» **Assignment**
Only the lines holding "white" are wanted here; copy each from the listing.

» **Dataset**
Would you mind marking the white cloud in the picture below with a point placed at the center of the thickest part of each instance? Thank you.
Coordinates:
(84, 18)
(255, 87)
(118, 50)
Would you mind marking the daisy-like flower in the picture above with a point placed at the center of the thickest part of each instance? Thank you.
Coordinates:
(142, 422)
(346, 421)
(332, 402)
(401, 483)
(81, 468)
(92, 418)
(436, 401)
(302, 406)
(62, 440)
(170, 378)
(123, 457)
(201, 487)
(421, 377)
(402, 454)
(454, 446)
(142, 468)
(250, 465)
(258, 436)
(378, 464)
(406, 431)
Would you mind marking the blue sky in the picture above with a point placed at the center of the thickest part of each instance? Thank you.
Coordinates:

...

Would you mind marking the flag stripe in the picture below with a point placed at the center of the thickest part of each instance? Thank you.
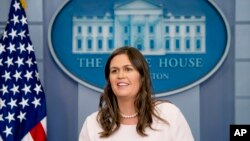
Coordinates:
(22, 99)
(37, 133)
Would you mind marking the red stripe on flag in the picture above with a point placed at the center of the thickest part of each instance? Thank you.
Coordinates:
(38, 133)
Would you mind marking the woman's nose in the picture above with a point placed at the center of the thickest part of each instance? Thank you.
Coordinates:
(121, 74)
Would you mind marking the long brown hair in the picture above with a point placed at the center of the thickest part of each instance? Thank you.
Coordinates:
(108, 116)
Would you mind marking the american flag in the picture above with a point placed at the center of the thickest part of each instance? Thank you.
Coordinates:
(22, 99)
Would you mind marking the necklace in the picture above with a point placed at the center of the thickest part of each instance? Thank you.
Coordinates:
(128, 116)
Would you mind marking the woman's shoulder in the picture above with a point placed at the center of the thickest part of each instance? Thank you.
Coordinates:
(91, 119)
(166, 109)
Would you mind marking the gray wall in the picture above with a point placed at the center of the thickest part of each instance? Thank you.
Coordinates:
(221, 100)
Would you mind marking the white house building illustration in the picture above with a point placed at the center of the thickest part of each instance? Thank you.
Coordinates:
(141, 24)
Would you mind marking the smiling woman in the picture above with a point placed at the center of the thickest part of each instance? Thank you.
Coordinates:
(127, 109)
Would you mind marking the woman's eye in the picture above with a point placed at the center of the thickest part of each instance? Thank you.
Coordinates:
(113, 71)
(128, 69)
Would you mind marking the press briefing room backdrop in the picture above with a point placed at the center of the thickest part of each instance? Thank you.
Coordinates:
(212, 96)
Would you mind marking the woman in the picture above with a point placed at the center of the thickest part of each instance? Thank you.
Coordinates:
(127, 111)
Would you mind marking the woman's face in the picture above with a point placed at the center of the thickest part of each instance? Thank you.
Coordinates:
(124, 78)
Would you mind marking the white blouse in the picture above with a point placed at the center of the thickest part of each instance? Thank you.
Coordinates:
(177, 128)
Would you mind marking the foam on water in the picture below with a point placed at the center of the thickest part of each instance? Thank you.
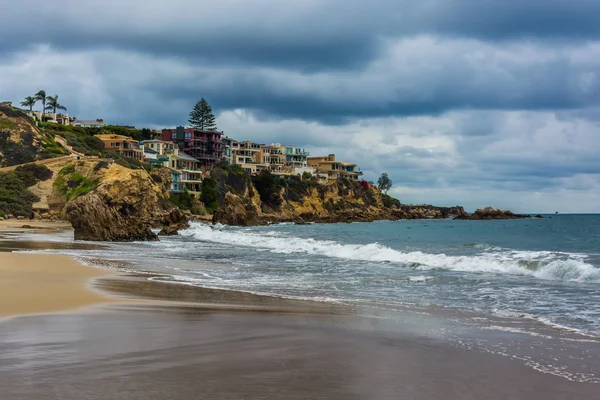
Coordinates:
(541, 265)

--

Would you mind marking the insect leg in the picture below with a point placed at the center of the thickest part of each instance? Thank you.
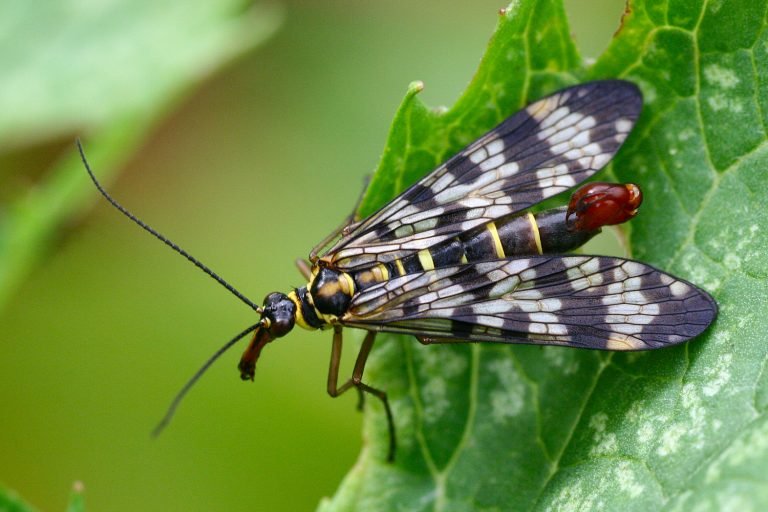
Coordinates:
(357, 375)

» **Task output**
Would you mind marking the white cloud in the picture below with a point placed at the center of the thickest part of each instance? Thank you.
Would you mind marking the white house building illustration in the picture above with a point placed at the center of the thickest part of each instance? Thank you.
Would you mind marking the white blouse in the picture above with a point placed at the center of the thickest part of each instance? Thank you.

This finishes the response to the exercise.